Materialist, dominant ideology, and system justification theories correctly predict that Communist societies will be perceived as egalitarian (Figure 4). They also predict that post-Communist societies will be perceived as inegalitarian but, like our preferred reference group and reality theory, they get the direction right but the magnitude much too small. (Postmaterialism made no prediction on this.)
Type of Society—Ideals and Reality: Hypothesis 6
We have seen that people in different countries have drastically different perceptions of what their societies are actually like, ranging from overwhelmingly egalitarian in Scandinavia and Hungary under Communism (Figure 9, near the top) to overwhelming inegalitarian in post-Communist Eastern Europe (Figure 9, toward the bottom), and everything in between.
But despite these huge differences in the perceived reality of inequality, there is virtual worldwide consensus that societies ideally ought to be egalitarian, with scores between 85 and 95, near Type C and Type D (Figure 5, column 8). Indeed, almost all the countries’ ideals fall in a narrow band between Type C (80) and Type D (93). This shows a broad international consensus in the degree of desired inequality.
There is consensus in market economies: Despite middling Types B and C being common in reality (Figure 12, column 1), preference is firmly for the highly egalitarian Type D (53%; column 2) or even the extreme Type E (25%). Hungary in Communist times was even more extreme: middling views of actual egalitarianism (not much different from market economies) but an overwhelming preference for egalitarianism, including 42% for the extreme Type E (columns 3 and 4). Formerly Communist nations see themselves as dramatically inegalitarian, as we have seen (48% in elitist Type A) but their ideals are at least as egalitarian as anyone else’s (the vast majority preferring egalitarian Types D and E; columns 5 and 6). These results are strongly contrary to the Homans thesis that ideology directly mirrors social structure.

Rejected alternative theory: Dominant ideology.
In all countries, the ideal degree of equality exceeds the actual degree, that is, the ideals are all closer to Type E than are the actual means. But the size of the gap varies greatly, at a minimum around 10 in Denmark and Norway and a maximum around 70 in Bulgaria, Latvia, and Ukraine (Figure 5). The dramatic variations in these gaps have important implications for politics.

§ SUPPLIED MATERIAL
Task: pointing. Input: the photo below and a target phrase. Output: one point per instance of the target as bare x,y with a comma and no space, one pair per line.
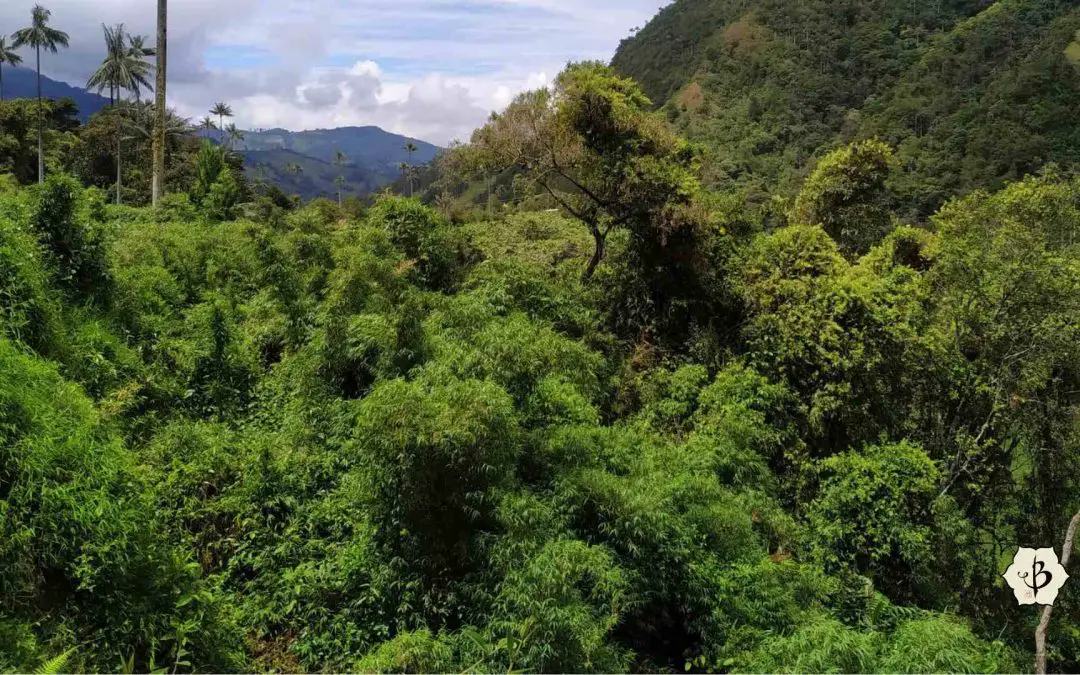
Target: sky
431,69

§ STATED TASK
Write the next part of the passage on perceived and ideal inequality across countries, starting after its last sentence. The listing isn't needed for anything here.

§ OUTPUT
This preference for egalitarianism is widely shared within societies. The multivariate analysis shows that there are no significant SES differences, no significant differences between rich societies and poor, no significant difference between Communist societies and market economies, or even between previously Communist nations and the rest of the world (Figure 7, panel 3).
Theoretical implications
The fact that the ideals are so widely shared in vastly different societies—long-established market economies, Communist dictatorships, and post-Communist transition economies alike; high GDP and developing alike, all these together explaining barely 1% of the variance in ideals—argues decisively against dominant ideology and system justification theories (Figure 4, row 6). It also decisively rejects the argument that “is” implies “ought” (Homans, 1974; Kelly & Enns, 2010). Moreover, the pervasiveness of the ideal is also evidence against the postmaterialism hypothesis that values and attitudes change decisively with development.
Instead, the egalitarian zeitgeist pervades this diverse array of countries, at least in this historical period, and regardless of institutional history or level of development.
Summary
Our results strongly suggest that the reference group and reality blend hypothesis provides a better description of people’s societal imagery than does any major competing hypothesis. People’s perceptions reflect a complex mix of objective experience with subjective projections from their own reference group. Because socioeconomic development induces educational and occupational upgrading, the pools of potential reference group members in the upper strata expand with development. Correspondingly, the pools of lower strata reference group candidates contract. Thus, on average, the reference group for someone in any given SES location shifts upwards during socioeconomic development, leading to a positive effect of socioeconomic development on perceived equality, all else equal. Together with reality, reference groups play an important role.
Thus, our results continue a growing tradition of findings that began with a two-nation comparison and have since blossomed into a database of 44 nations, some of them spanning two decades. Results on the original Evans, Kelley, and Kolosi Hypothesis 2 (Evans et al., 1992) were ambiguous in their two-nation comparison, but are clearly supported in this study of many more nations:
Hypothesis: The higher one’s objective status, the more egalitarian one perceives society to be.
The political implications of this are clear in societies where political conflict is largely about class and inequality, for example, the United States, Sweden, or Australia (Evans & Kelley, 2004a; J. Kelley & Evans, 1995).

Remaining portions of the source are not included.